BEGIN Data under study

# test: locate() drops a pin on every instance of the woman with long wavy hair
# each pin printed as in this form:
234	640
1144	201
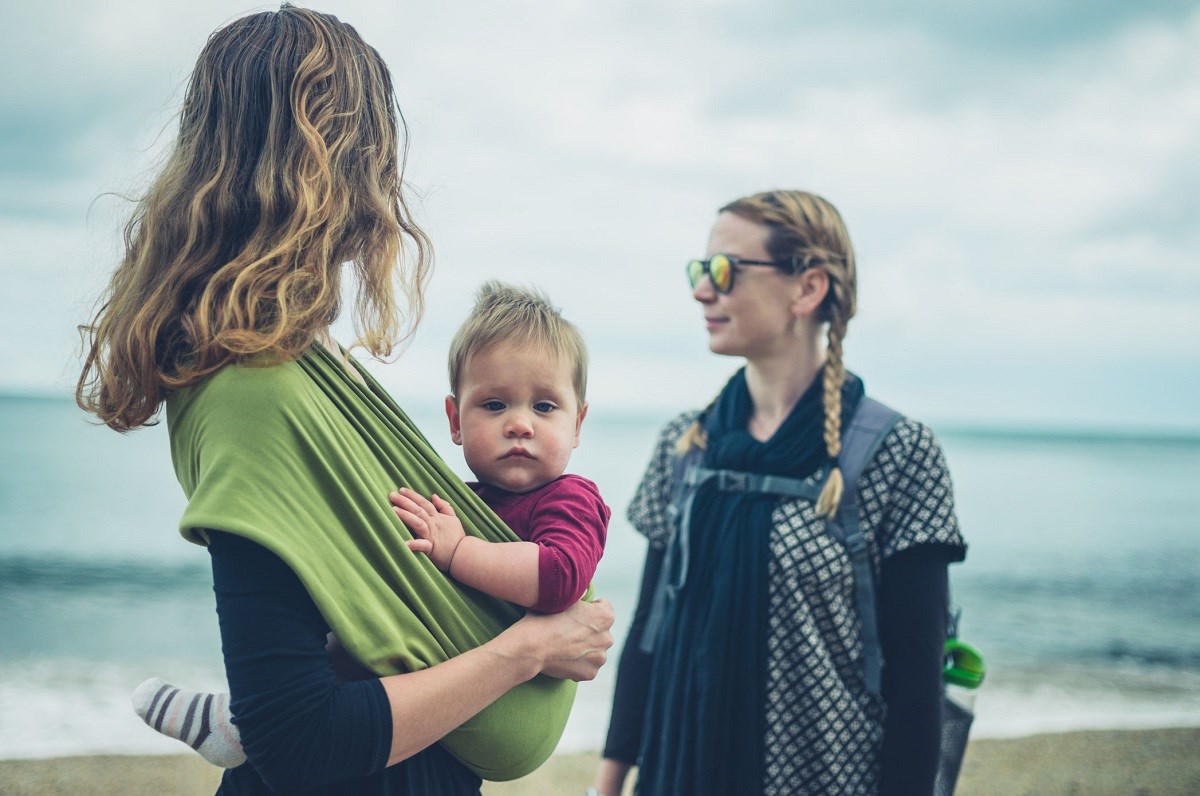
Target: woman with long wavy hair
287	178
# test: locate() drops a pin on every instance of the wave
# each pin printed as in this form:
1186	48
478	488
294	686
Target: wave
60	574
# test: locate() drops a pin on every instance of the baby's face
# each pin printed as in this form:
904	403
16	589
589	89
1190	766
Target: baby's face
516	417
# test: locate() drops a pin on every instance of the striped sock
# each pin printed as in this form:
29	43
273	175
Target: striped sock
201	720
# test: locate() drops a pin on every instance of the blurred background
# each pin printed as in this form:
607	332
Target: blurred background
1021	184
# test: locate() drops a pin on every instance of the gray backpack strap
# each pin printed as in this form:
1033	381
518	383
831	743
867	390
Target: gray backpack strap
871	423
675	563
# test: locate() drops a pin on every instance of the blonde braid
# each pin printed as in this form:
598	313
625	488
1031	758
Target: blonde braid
834	377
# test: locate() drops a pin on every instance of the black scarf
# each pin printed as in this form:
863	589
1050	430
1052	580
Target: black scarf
705	720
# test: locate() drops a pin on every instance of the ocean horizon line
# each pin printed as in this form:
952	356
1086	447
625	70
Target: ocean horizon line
981	429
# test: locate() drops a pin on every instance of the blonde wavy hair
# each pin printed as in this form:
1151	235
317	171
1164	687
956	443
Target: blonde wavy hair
809	228
288	166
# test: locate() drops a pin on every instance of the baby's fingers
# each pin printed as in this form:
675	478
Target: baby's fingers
442	507
420	545
415	522
418	503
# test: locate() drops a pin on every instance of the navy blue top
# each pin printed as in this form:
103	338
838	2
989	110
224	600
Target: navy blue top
303	729
913	598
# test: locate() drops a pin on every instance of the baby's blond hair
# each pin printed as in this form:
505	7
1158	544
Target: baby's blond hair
504	313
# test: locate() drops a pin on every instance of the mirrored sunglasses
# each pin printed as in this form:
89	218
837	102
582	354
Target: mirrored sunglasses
721	268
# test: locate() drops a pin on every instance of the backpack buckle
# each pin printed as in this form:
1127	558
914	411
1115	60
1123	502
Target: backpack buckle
730	480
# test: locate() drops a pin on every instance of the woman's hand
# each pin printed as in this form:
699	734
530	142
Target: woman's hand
571	645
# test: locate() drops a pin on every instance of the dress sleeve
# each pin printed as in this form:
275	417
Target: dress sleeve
648	509
913	597
299	726
921	509
569	525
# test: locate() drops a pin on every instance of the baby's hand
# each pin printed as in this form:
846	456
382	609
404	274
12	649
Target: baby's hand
432	521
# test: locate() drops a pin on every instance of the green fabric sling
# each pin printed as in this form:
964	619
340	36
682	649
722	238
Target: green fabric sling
299	458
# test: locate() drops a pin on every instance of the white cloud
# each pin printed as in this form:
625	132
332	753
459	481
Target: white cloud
1020	201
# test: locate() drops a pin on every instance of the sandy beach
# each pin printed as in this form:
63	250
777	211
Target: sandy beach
1095	762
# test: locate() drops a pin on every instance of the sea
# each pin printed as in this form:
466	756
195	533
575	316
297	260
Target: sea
1081	585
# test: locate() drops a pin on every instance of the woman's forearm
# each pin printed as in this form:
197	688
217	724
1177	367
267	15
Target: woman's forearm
427	705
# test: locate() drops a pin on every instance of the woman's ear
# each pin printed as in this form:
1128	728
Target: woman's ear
814	286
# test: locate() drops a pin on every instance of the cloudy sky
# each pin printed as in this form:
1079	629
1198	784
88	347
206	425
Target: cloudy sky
1021	180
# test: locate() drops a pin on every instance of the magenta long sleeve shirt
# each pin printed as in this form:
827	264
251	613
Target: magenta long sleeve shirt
569	521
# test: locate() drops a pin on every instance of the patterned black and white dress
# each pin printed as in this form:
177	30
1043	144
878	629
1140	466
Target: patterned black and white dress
823	730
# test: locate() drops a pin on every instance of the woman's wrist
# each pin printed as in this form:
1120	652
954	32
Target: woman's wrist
516	647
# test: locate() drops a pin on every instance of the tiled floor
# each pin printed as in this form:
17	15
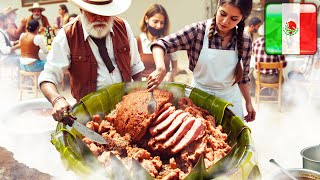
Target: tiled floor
277	135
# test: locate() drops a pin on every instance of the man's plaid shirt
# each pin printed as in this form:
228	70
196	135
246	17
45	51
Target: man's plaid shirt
258	50
190	38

END Data under study

__Problem to work on__
Leave out the images and copy every record above exactly.

__The answer__
# test: locate() drops a pin on every instance of the woman with long wavy hair
# each pin printed as in this form:
234	640
1144	201
Target: woman with long wavy hair
287	178
# test: locate() drops a pin on every instance of the wave
# each pin printed as in this form:
1186	48
478	488
294	686
Target: wave
60	574
# test: locate() drops a pin on every instance of the baby's face
# each pin printed as in this form:
904	403
16	589
589	89
1190	766
Target: baby's face
516	417
# test: locate() drops a pin on every instance of the striped sock
# each pin printed as in this form:
29	43
273	175
Target: striped sock
201	720
# test: locate() drops a pin on every instance of the blurred background
# each pin printed as in this form:
607	332
Target: blurred background
1021	184
# test: locate() drops a pin on every instance of the gray backpack strap
# each pin printed as in this form:
1033	381
518	383
831	743
867	390
Target: gray backpack strap
871	423
675	563
# test: locate() drops a pin on every instance of the blonde braid
# each pin printed as in this form:
598	313
625	488
1031	758
Target: blonde braid
834	377
# test: locate() drops a pin on every instance of the black scarf
# each pin printed as in this form:
863	589
1050	430
1052	580
Target: black scarf
705	720
# test: locate() drops a pin on every instance of the ocean horizon line
# each pin printed as in this form:
952	356
1086	447
625	70
Target: ocean horizon line
981	429
# test: locate() drops a pin on every instance of the blonde wavy hair
# each pin printed as in this form:
1151	235
317	171
1164	687
956	443
Target: blonde wavy hair
809	228
288	166
# test: locate() drops a pin on every instance of the baby's fingers
# each pin printed as in this form:
675	478
Target: baby's fingers
442	507
420	545
415	522
418	503
# test: locate() drops a pin on every instance of the navy blue top
# each pin printed as in this form:
103	338
838	2
989	110
224	600
Target: navy blue top
303	729
913	598
# test: locate() drops a pin on every instance of the baby's blond hair
# each pin printed as in this form:
505	7
1158	544
Target: baby's blond hair
504	313
# test: locate() drops a pin on every instance of the mirrored sunglasses
# each pin printed as in this form:
89	218
837	102
582	354
Target: mirrored sunglasses
721	268
# test: locate() drops a pin on every instance of the backpack buckle
# each pin printed as in this form:
1127	558
914	411
1115	60
1123	502
Target: backpack buckle
730	480
# test: locate() drops a pin on every instance of the woman's hand
# each pin printed as in this form:
699	734
530	142
Target: woman's hand
571	645
# test: locate() drops a pin on every instance of the dress sleeve
# each pin printed as in this form:
275	417
Target: dress sleeve
648	509
913	597
299	726
921	509
569	525
# test: locate() drops a pin on every instance of the baby's hand
# each pin printed as in this form:
846	456
382	609
404	274
12	649
Target: baby's hand
432	521
# test: locate() drops a pin on every instance of the green fabric sling
# each pin printed as in this form:
964	619
340	36
682	649
722	238
Target: green fabric sling
299	458
# test: locate() drops a pin on every instance of the white cloud
# each pin printed as in this form:
625	132
332	753
459	481
Target: white cloud
1020	201
# test: locate() drops a pin on every instance of the sandy beach
# each pin printed as in this form:
63	250
777	211
Target: sandy beach
1095	762
# test: locate() drops a pin on every instance of the sea
# each pin printed as in this form:
466	756
195	533
575	316
297	260
Target: sea
1081	585
# test: locate() drops a pin on every instance of the woman's forearm
# each pin printed as in this form:
197	688
217	724
1177	367
267	15
Target: woman's forearm
427	705
# test: locate() drops a pin on every instance of the woman's ear
# each pin printed as in this form:
1128	728
Target: woman's ear
814	286
# test: locate() drops a pin on every instance of the cloudy sky
# each pin printed as in this form:
1079	629
1198	784
88	347
206	425
Target: cloudy sky
1021	180
# test: locate() drops a pin on every instance of the magenta long sleeve shirt
# each pin printed as in this form:
827	264
251	613
Target: magenta long sleeve shirt
569	521
# test: locate() drops a pin on every instance of the patterned black and white dress
# each pin printed as in this form:
177	30
1043	144
878	629
1140	466
Target: patterned black and white dress
823	730
# test: locate() drops a pin on every instance of the woman's wrist
# each pin printed as in this form:
1120	652
954	32
Target: woman's wrist
516	647
# test: locate() drops a pin on every instance of the tiled floor
# each pin printed as in this form:
17	15
Target: tiled floor
277	135
# test: locate() drops a pin on every instance of the man's plaid shirt
# each pin printed as in this form:
228	70
196	135
246	17
45	51
Target: man's plaid shirt
258	50
190	38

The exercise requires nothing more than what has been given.